Records for this exercise:
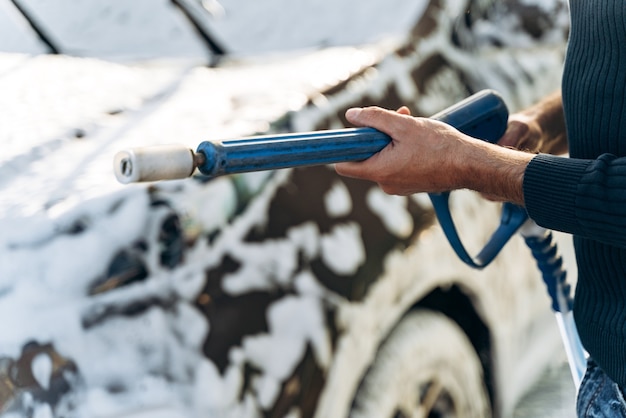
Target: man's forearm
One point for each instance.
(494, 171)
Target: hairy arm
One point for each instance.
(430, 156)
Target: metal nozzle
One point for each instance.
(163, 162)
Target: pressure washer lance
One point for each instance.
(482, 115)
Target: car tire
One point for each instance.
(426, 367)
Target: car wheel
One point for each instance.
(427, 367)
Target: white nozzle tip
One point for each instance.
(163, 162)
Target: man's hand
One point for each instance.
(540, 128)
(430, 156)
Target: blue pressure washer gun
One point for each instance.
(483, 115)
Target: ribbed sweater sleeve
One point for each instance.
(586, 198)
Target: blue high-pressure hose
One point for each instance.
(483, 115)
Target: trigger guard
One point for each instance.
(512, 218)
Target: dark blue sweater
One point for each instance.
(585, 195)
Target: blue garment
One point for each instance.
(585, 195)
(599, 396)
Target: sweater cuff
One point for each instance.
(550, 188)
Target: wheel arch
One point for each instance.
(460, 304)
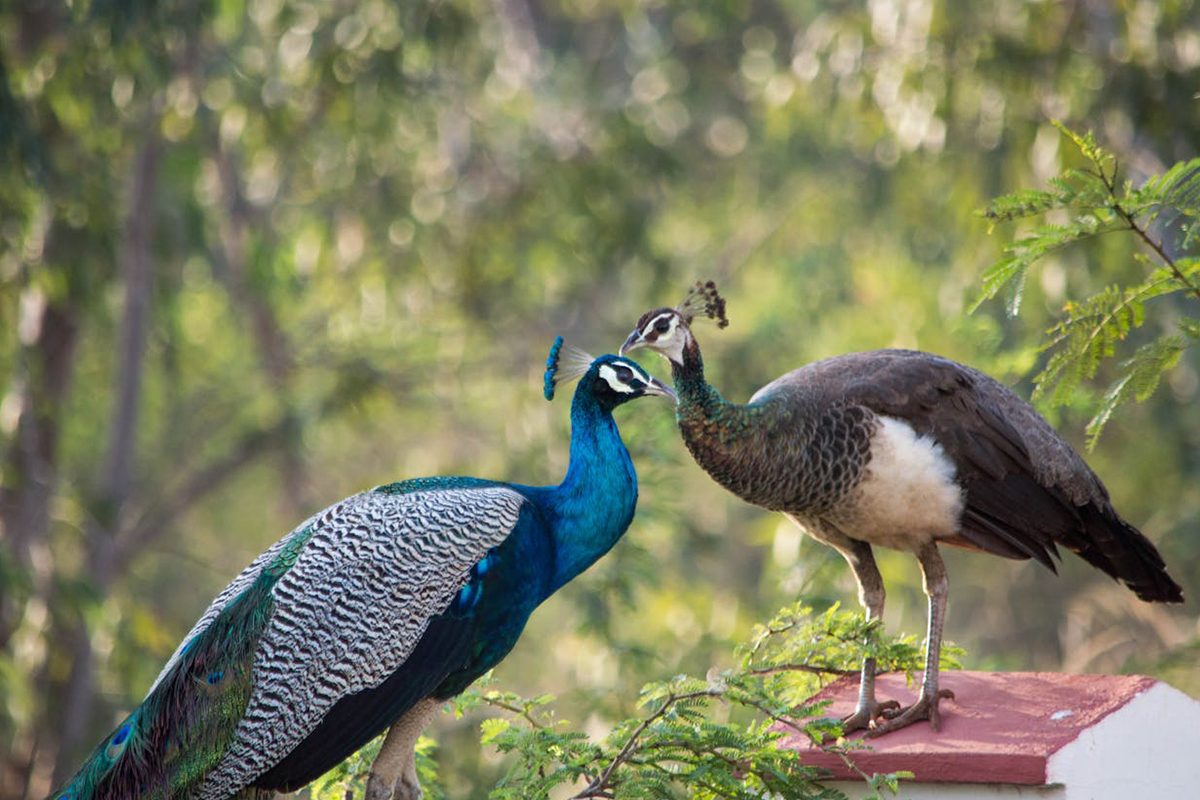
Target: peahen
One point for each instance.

Prompt:
Write out everything from the line containing "Target: sweater cuff" down to the end of the listing as a numbered list, skipping blank lines and leaving out the pictures.

Task result:
1. Target: sweater cuff
2. One point for each instance.
3. (550, 188)
4. Target: wheel arch
5. One point for each instance.
6. (460, 304)
7. Target: peahen
8. One point for each instance.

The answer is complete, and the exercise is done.